* _STATED TASK_: Rewrite the items below, replacing "single dot" with "single marker" throughout and leaving everything else unchanged.

* _RECORD EXCERPTS_:
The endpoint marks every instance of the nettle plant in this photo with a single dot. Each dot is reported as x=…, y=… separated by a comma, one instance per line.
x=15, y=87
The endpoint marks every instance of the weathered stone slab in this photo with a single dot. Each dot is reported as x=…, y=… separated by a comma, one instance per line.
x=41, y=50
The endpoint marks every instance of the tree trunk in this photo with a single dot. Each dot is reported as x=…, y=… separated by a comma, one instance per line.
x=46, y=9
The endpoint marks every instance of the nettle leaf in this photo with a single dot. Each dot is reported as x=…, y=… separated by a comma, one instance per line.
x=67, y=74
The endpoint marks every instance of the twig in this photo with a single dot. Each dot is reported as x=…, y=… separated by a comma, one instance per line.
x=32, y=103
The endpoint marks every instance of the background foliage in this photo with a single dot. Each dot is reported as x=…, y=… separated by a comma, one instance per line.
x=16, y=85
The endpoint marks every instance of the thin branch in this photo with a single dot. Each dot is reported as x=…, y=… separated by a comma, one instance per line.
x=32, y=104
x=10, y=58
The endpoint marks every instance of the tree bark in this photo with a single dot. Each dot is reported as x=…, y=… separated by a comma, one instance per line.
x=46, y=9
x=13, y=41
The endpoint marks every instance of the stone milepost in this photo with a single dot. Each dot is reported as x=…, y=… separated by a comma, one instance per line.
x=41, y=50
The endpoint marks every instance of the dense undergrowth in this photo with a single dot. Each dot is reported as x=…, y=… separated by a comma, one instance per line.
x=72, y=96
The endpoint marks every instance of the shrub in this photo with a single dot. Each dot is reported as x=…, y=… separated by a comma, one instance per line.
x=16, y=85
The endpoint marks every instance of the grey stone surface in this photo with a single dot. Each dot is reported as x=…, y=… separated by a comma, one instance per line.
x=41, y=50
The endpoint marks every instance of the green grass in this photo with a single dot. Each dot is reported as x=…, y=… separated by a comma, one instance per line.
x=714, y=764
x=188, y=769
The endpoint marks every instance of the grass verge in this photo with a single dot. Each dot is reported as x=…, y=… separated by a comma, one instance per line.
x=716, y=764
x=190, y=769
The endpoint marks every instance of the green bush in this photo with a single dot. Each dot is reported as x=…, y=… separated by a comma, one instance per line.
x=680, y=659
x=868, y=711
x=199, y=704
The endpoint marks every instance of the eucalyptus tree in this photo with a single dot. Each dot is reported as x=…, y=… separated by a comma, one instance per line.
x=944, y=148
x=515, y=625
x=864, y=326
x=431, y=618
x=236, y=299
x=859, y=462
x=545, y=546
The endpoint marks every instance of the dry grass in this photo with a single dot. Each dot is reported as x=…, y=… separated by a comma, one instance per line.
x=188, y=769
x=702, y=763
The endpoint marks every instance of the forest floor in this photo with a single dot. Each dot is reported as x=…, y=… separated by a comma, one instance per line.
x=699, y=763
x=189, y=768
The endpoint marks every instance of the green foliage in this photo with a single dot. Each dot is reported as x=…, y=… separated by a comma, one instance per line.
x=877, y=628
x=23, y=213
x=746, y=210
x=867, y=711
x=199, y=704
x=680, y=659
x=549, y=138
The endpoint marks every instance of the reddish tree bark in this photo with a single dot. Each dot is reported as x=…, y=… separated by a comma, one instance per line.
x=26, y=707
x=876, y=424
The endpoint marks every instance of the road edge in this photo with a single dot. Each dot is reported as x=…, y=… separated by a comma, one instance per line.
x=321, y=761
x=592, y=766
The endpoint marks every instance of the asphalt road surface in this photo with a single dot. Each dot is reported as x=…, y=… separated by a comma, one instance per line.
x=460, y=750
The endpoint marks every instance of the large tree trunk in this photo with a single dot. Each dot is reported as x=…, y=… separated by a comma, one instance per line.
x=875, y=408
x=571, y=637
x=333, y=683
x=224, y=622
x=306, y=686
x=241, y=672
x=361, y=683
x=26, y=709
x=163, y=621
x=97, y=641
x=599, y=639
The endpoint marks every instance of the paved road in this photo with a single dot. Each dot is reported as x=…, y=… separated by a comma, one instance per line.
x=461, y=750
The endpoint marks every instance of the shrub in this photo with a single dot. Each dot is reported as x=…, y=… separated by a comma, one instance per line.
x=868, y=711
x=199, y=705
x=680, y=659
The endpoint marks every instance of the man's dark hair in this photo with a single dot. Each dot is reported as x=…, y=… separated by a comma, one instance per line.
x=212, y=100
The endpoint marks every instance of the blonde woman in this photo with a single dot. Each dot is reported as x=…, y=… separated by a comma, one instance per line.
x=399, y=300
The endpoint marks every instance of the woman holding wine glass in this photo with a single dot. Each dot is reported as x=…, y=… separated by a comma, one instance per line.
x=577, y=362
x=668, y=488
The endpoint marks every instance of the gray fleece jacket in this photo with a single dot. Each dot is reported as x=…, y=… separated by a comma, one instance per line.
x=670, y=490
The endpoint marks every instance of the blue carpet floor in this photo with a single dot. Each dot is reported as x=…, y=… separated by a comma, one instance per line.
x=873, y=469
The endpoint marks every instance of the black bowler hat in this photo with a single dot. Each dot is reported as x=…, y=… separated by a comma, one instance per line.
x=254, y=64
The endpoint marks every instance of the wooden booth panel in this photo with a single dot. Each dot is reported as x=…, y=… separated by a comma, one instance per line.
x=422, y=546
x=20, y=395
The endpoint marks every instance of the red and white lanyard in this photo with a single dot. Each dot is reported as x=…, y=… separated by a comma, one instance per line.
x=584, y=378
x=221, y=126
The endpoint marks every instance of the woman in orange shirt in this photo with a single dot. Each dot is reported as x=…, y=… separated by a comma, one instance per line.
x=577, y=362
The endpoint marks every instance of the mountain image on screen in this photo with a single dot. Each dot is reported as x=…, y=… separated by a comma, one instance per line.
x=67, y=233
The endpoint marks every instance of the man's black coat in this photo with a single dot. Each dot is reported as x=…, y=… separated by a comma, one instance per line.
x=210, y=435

* _SOLUTION FOR THIS PROBLEM_:
The endpoint marks every instance of the nettle plant in this photo with a single marker. Each dot is reported as x=…, y=… separated by a comma, one instance per line.
x=15, y=87
The endpoint marks every instance of the weathered stone slab in this photo with a single marker. Each dot is reported as x=…, y=… separated by a comma, one instance per line.
x=41, y=50
The endpoint marks every instance of the tree trunk in this photo with a single marker. Each dot is reported as x=…, y=… separated by a comma, one instance per line.
x=46, y=9
The endpoint marks every instance of the nettle leaf in this photo with a single marker. Each dot is reported as x=…, y=… separated by a comma, one instance per line.
x=67, y=74
The endpoint marks every instance of the twig in this photo with a single marker. Each dot is reported as x=…, y=… separated by a comma, one instance per line.
x=32, y=103
The endpoint marks every instance of the background foliage in this photo with a single marker. Each dot is reported as x=…, y=… separated by a comma, one instance per line.
x=16, y=85
The endpoint marks every instance of the thin branch in this photo with a single marker. Each dot is reported as x=…, y=… separated by a comma, one instance per line.
x=32, y=104
x=10, y=58
The endpoint marks every instance of the tree bark in this photo with a single marker. Each dot is reported as x=…, y=… separated by a comma, one instance per line.
x=46, y=9
x=13, y=41
The endpoint marks every instance of the stone milepost in this photo with a single marker. Each dot is reported as x=…, y=… separated by a comma, one instance per line.
x=41, y=50
The endpoint marks every instance of the dense undergrowth in this photo with a single marker. Each dot is reported as x=…, y=… separated by a comma, one instance per line.
x=72, y=96
The endpoint marks every instance of the shrub in this photo with a single marker. Each dot is reported as x=…, y=… separated by a comma, one instance per line.
x=16, y=85
The endpoint marks every instance of the grey stone surface in this photo with a single marker. Each dot is reported as x=…, y=… separated by a comma, one instance per line.
x=41, y=50
The endpoint marks every instance of the green grass in this photo with a single marker. Each dot is reported as x=…, y=… separated by a comma, one instance per line.
x=714, y=764
x=188, y=769
The endpoint marks every instance of the grass verge in this photo with a single marker. Each dot is reported as x=…, y=… separated by a comma, one instance per line.
x=716, y=764
x=190, y=769
The endpoint marks every instance of the green bush in this photo with a single marker. Each dot is reported as x=…, y=… separated by a comma, one instance per line.
x=680, y=659
x=868, y=711
x=199, y=704
The endpoint marks every instance of the eucalyptus tree in this photo with a single marker. Each dot is reported as x=…, y=… separated by a comma, one instance per line.
x=944, y=148
x=515, y=625
x=864, y=326
x=431, y=618
x=236, y=299
x=859, y=462
x=545, y=546
The endpoint marks every instance of the dry grass in this photo with a single marker. Each dot is reported as x=…, y=… separated by a comma, one instance per line.
x=188, y=769
x=702, y=763
The endpoint marks every instance of the forest floor in this photo with a single marker. Each dot is reported as x=…, y=… separated by a comma, one instance per line.
x=699, y=763
x=189, y=768
The endpoint marks every instance of the green foliage in this photo with a single marker. Each dot is reported as x=…, y=… separated by a comma, one instance per line.
x=877, y=628
x=23, y=213
x=746, y=210
x=867, y=711
x=199, y=704
x=680, y=659
x=549, y=138
The endpoint marks every instance of the reddish tree bark in this photo with a single marker. Each dot is reported as x=…, y=… separated by a comma, one instance per line.
x=26, y=707
x=876, y=424
The endpoint marks every instance of the road edge in this photo with a single marker. Each dot is reported as x=…, y=… separated by a comma, one instance per line.
x=321, y=761
x=592, y=766
The endpoint marks every instance of the asphalt road surface in this photo with a single marker. Each dot is reported as x=…, y=… separated by a comma, one instance per line.
x=460, y=750
The endpoint marks every instance of the large tree trunk in this photo with a single marker. Each dot is reported as x=…, y=… separated by a comma, one instance per line.
x=875, y=408
x=571, y=637
x=333, y=683
x=224, y=622
x=306, y=686
x=241, y=672
x=361, y=683
x=26, y=709
x=163, y=621
x=97, y=641
x=599, y=639
The endpoint marks every instance of the paved road in this photo with a single marker. Each dot is reported as x=…, y=… separated by a comma, one instance per line.
x=461, y=750
The endpoint marks every instance of the shrub in this photo with a single marker. Each dot is reported as x=…, y=… separated by a comma, one instance per line.
x=868, y=711
x=199, y=705
x=680, y=659
The endpoint marks every instance of the man's dark hair in this photo with a single marker. Each dot is reported as x=…, y=… separated by a comma, one instance per line.
x=212, y=100
The endpoint marks every instance of the blonde woman in this photo with a single marker. Each dot is reported as x=…, y=… separated by a comma, one instance per line.
x=399, y=300
The endpoint marks every instance of the woman holding wine glass in this photo with a single marker. Each dot is reported as x=…, y=… separated by a comma, one instance per line.
x=577, y=362
x=668, y=488
The endpoint marks every instance of the gray fleece jacket in this photo with a single marker. Each dot is reported as x=…, y=… separated by a comma, one instance per line.
x=670, y=490
The endpoint marks every instance of the blue carpet floor in this photo with a single marker. Each dot is reported as x=…, y=… separated by a comma, one instance per line.
x=873, y=469
The endpoint marks every instance of the black bowler hat in this photo with a single marker. Each dot is reported as x=…, y=… separated by a comma, one instance per line.
x=254, y=64
The endpoint marks every instance of the wooden booth panel in this photo with a single marker. Each dot is reported as x=…, y=… separated by a comma, one instance per line.
x=422, y=546
x=20, y=395
The endpoint marks every instance of the red and white lanyard in this photo with a single marker. Each dot is reported as x=…, y=… separated by a comma, one instance per line.
x=584, y=378
x=221, y=126
The endpoint marks every instance of the woman in orange shirt in this photo with a single marker. Each dot is reported as x=…, y=… separated by a comma, one instance per line.
x=577, y=362
The endpoint marks every instance of the mountain image on screen in this photo with a single marker. Each dot is reported as x=…, y=… separated by a comma, one instance per line.
x=67, y=233
The endpoint marks every instance of the man's black coat in this photo with a single marker. Each dot is reported as x=…, y=… separated by a comma, one instance per line.
x=210, y=435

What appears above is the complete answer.